About this exercise> Word for word, the data below must be repeated in full; no picture is to be included.
Content starts
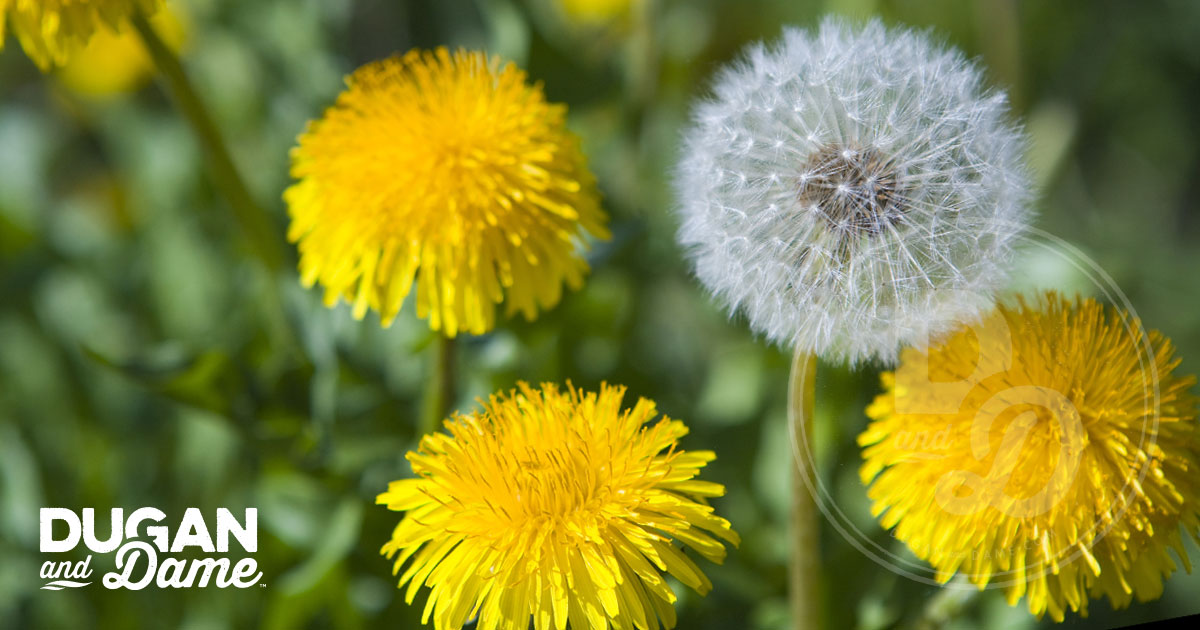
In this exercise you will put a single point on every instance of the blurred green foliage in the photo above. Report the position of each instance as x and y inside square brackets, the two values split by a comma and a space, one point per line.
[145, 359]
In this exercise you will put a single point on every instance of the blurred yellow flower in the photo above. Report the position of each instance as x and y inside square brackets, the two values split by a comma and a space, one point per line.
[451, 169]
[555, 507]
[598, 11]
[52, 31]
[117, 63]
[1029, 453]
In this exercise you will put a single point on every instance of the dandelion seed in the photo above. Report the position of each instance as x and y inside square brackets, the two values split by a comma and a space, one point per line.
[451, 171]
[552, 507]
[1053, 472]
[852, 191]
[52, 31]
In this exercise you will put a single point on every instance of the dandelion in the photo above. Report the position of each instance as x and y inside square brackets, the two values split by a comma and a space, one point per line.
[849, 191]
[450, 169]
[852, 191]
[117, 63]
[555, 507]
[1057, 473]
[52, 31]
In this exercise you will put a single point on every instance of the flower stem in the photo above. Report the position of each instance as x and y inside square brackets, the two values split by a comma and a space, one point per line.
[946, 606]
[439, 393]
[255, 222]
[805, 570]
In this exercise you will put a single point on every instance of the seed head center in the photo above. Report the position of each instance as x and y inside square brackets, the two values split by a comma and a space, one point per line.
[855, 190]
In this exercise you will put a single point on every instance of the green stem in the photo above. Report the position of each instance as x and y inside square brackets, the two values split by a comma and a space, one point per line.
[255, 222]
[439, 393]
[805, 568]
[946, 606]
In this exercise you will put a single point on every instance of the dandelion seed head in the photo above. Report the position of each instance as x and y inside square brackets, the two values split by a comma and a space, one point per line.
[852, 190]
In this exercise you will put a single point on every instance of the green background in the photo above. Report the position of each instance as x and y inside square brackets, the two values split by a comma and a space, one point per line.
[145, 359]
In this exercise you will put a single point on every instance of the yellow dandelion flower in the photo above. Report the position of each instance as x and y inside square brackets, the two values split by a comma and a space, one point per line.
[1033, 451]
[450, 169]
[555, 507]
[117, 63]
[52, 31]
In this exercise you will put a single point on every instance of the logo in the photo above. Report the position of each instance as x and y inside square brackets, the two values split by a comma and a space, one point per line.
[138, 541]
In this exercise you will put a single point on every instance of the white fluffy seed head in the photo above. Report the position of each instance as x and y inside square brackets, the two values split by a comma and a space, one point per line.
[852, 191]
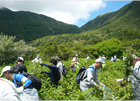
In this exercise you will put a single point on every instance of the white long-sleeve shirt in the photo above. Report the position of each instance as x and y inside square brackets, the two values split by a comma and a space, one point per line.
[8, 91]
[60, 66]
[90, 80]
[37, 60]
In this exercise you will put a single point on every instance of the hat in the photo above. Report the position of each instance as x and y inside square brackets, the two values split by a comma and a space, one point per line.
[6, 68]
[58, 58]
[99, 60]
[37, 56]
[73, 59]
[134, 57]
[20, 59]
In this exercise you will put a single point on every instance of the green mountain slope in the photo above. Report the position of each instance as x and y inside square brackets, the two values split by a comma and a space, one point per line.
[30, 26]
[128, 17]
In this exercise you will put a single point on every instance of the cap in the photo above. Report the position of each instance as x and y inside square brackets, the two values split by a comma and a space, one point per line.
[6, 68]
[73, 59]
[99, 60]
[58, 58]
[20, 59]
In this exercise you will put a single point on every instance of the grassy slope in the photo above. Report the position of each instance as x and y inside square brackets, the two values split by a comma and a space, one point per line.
Content ends
Output>
In this exercise you will put a single point on every instance of the blurred green foliage in the photo above. Report the position of each instance as x and y inside square brackets, the two values split by a comma and a space, one point per line.
[145, 359]
In this exercise you will put a single point on every instance of the blurred yellow flower in the photo above. Report the position of each instance as x and y inside square brackets, the two values split by a comma and a space, one point per line.
[451, 169]
[555, 507]
[598, 11]
[52, 31]
[117, 63]
[1029, 453]
In this exercise you will put a single point on every instance of the dandelion seed in the photo above. Report the position of each instance as x and y inside square brackets, the two values split by a comma and a space, one point per line.
[451, 171]
[552, 507]
[1053, 472]
[852, 191]
[52, 31]
In this exercise you will put a single point on every instance of the dandelion in the photo above. Report the position of each instance as x and y inside square brackets, the two values split by a comma and a space, one point per line.
[849, 191]
[450, 169]
[852, 191]
[117, 63]
[555, 507]
[1057, 473]
[52, 31]
In this exercise you will put a single point on every instance of the flower stem in the photo above. Report the position of each instance as x and y inside square brackets, the two values split by a comma and a space, one point per line.
[946, 606]
[439, 393]
[255, 222]
[805, 570]
In this exercise you will put a single point on every instance of the seed head center in the photo above. Report the position of each instance as x and y inside square brackets, the two values split by a comma and a space, one point per line.
[855, 190]
In this exercise you will put a single point on every instance of the green stem in the photo above. Report the position of each instance as x and y inside square brackets, the two values split by a comma and a space, one point per line.
[255, 222]
[439, 393]
[805, 568]
[946, 606]
In this exercise you will put a single point on every instance of the dandelion seed head in the photo above. Report the position of each instance as x and y inside square brackets, the two values split by a comma and a space, one point per line.
[852, 190]
In this exercise you will put a single point on every instance of the green background in the photo above. Report the position of each instance as x and y inside square brackets, the two values split by a comma and a space, one point per line.
[145, 359]
In this exercise you will put a single point on every instance of the yellow dandelion flower in the photo above. Report the position of each instance as x and y inside square brackets, the two values split by a comma and a space, one point per line.
[1033, 451]
[450, 169]
[555, 507]
[117, 63]
[52, 31]
In this exercise you will put a single point on every instance of the logo in the photo above. Report the position of each instance as x and y inside square brackets, the two values split by a comma and a space, one point per line.
[138, 541]
In this exercise you will put a single point on every instance of the white fluffy seed head in the photo above. Report the position of each instance as x and y inside square brackets, the two values split by a comma and a space, one point per line.
[852, 191]
In this exercise you will put a single point on every instance of the white long-sleeve shirt in the photo above. Report the position of each instance as x and y inside square brackets, the two values split by a comma and a space, one point per line.
[8, 91]
[60, 66]
[90, 80]
[37, 60]
In this exercise you will put a single point on every instance of the hat in the photo above. Report the position of each instance as x and y inside square brackets, the two values split by a comma and a space, one point per line.
[6, 68]
[58, 58]
[99, 60]
[37, 56]
[73, 59]
[134, 57]
[20, 59]
In this exercise you will put a single point on every instance of the green mountain slope in the photo above. Report the position of each instance as x and y inside square brackets, the two values split by a comma and a space, one point per line.
[30, 26]
[128, 17]
In this exercise you will put a single point on every instance of the cap in the photo above. Report the position of each instance as x and y inside square brackets, the two values split by a comma and a space, one point per line.
[6, 68]
[73, 59]
[99, 60]
[58, 58]
[20, 59]
In this exercise you will put a single point on every instance of the grassy slope in the photo above. Report the position of each instance as x and y inside square brackets, the two values split by a comma and a space, one point per line.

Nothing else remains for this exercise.